INFORMATION SUPPLIED >>
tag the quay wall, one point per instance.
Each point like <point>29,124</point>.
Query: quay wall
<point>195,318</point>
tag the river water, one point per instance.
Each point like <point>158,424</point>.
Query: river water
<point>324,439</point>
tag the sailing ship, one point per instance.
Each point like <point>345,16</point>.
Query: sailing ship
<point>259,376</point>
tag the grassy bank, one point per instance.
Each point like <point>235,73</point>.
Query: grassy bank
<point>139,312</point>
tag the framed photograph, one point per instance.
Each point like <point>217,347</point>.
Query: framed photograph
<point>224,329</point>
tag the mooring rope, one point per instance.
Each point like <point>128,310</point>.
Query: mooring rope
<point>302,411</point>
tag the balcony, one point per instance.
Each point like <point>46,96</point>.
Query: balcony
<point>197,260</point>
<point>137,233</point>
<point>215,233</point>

---

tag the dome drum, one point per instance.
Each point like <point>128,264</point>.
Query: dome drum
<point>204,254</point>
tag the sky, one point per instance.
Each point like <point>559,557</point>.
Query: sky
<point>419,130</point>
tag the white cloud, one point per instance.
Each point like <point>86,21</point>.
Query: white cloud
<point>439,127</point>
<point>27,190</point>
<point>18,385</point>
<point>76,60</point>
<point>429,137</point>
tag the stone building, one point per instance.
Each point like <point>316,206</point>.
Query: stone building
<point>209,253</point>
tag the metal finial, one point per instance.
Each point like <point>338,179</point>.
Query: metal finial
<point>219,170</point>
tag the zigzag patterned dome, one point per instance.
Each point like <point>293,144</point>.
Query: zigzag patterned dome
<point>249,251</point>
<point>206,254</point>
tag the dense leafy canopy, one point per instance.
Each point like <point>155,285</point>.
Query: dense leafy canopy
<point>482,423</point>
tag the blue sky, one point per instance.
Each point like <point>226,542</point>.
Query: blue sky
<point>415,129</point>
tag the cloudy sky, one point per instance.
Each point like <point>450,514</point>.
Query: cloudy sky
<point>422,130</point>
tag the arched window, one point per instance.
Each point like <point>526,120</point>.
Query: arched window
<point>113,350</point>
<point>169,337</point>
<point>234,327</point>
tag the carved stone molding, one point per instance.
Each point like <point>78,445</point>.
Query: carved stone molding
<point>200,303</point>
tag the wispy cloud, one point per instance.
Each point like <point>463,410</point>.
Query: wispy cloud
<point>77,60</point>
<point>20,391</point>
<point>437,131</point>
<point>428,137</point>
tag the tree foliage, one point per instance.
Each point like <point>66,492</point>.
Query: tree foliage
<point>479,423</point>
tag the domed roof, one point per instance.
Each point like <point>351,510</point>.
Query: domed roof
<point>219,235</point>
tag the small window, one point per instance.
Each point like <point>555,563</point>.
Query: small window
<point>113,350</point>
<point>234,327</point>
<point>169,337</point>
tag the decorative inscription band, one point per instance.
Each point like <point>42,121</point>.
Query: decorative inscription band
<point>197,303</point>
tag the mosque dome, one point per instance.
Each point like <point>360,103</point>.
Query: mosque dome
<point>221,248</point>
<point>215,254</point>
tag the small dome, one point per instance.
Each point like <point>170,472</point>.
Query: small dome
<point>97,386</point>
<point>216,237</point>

TASK REQUIREMENTS >> Recast the lines of the records as a numbered list, from the line holding "tag the cloudy sky, one point per instance." through the line holding "<point>219,235</point>", inclusive, leaving out any blank lines.

SOLUTION FOR THIS TASK >>
1. tag the cloudy sky, one point per instance.
2. Each point like <point>450,514</point>.
3. Query: cloudy sky
4. <point>422,130</point>
5. tag the arched window, one point per instance.
6. Each point like <point>526,120</point>.
7. Query: arched window
8. <point>113,350</point>
9. <point>169,337</point>
10. <point>234,327</point>
11. tag the carved stone molding, one point per instance.
12. Each point like <point>78,445</point>.
13. Query: carved stone molding
14. <point>200,303</point>
15. tag the wispy cloud, one point per instance.
16. Each point like <point>463,410</point>.
17. Query: wispy cloud
18. <point>77,60</point>
19. <point>20,391</point>
20. <point>437,131</point>
21. <point>428,137</point>
22. tag the tree foliage, one point per instance.
23. Each point like <point>66,492</point>.
24. Query: tree foliage
25. <point>479,423</point>
26. tag the domed roof, one point per instance.
27. Each point like <point>351,510</point>.
28. Query: domed roof
29. <point>219,235</point>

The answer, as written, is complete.